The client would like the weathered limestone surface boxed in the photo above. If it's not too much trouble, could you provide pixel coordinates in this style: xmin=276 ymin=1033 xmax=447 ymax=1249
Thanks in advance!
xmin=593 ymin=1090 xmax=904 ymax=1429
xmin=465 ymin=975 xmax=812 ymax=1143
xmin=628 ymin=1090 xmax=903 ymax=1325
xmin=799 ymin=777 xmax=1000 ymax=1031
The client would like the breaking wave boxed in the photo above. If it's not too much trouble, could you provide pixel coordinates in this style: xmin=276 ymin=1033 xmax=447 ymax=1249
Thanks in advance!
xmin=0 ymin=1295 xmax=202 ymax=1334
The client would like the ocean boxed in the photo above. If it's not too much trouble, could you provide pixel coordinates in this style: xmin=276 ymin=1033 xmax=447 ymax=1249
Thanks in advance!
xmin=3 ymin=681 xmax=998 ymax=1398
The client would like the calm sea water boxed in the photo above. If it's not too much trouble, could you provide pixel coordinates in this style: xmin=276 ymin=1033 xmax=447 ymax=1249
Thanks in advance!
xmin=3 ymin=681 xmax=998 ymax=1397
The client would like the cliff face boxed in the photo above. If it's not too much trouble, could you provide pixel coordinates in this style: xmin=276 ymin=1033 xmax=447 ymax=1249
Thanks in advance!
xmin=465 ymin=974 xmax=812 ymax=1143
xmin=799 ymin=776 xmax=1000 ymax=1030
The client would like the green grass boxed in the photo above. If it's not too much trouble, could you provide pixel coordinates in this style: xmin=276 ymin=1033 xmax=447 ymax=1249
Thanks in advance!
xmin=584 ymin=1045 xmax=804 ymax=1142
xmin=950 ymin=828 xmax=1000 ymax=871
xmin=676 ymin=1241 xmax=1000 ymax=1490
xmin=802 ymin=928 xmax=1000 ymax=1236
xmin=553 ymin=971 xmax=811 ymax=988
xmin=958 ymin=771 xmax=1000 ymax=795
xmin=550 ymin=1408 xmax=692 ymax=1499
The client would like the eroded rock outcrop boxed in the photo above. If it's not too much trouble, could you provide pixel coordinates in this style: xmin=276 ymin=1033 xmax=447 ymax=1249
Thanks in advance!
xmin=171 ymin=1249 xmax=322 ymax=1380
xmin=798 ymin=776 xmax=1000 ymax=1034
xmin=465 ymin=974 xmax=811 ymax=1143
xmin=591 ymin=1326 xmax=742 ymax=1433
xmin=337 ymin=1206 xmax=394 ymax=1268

------------------------------------------------

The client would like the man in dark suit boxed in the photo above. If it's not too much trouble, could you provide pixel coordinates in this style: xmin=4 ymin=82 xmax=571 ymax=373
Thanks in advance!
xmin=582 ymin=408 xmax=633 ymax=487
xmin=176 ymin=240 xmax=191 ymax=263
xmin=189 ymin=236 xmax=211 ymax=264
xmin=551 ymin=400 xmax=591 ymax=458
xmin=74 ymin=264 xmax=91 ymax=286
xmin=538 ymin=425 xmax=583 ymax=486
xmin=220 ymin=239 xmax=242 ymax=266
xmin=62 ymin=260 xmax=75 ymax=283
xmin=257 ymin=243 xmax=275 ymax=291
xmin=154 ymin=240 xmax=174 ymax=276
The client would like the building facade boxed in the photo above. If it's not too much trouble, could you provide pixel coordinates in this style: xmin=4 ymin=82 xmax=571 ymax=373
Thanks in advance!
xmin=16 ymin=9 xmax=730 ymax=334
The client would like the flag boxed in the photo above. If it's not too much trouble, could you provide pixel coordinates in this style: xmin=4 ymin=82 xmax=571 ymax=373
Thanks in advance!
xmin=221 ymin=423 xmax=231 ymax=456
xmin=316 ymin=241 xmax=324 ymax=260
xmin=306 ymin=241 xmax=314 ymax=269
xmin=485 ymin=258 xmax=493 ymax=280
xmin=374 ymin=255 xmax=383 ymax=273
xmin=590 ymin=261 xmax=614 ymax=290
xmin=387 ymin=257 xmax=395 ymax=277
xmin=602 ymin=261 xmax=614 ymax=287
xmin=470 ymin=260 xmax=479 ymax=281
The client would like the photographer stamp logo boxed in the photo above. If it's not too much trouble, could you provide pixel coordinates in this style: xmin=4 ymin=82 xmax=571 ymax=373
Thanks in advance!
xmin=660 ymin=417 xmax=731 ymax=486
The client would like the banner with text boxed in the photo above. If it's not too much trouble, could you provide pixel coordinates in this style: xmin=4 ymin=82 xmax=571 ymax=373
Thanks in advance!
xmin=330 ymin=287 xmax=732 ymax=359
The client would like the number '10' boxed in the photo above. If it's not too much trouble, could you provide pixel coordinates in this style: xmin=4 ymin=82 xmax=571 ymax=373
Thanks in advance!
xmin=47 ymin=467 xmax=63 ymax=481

------------------------------------------------

Reprint exactly the lines above that start at the one with "The client would like the man" and end at the one with "The client would like the flag", keeping both and adding none.

The client would like the man in dark suit boxed in the photo above. If it's not too much trouble, could you provide pixel coordinates in this style: xmin=4 ymin=82 xmax=571 ymax=373
Thanks in advance!
xmin=582 ymin=408 xmax=633 ymax=487
xmin=176 ymin=240 xmax=191 ymax=263
xmin=189 ymin=236 xmax=211 ymax=264
xmin=551 ymin=400 xmax=591 ymax=458
xmin=74 ymin=264 xmax=91 ymax=286
xmin=538 ymin=425 xmax=583 ymax=486
xmin=220 ymin=239 xmax=242 ymax=266
xmin=62 ymin=260 xmax=75 ymax=283
xmin=257 ymin=243 xmax=275 ymax=291
xmin=154 ymin=240 xmax=174 ymax=276
The client would like the building facade boxed in the photo above. If it's not too much trouble, could you provide pixel coordinates in this style: xmin=4 ymin=82 xmax=571 ymax=373
Thanks in advance!
xmin=16 ymin=9 xmax=730 ymax=334
The client would like the flag boxed in the photo above. If it's not too much trouble, could you provide pixel coordinates in this style: xmin=4 ymin=82 xmax=571 ymax=373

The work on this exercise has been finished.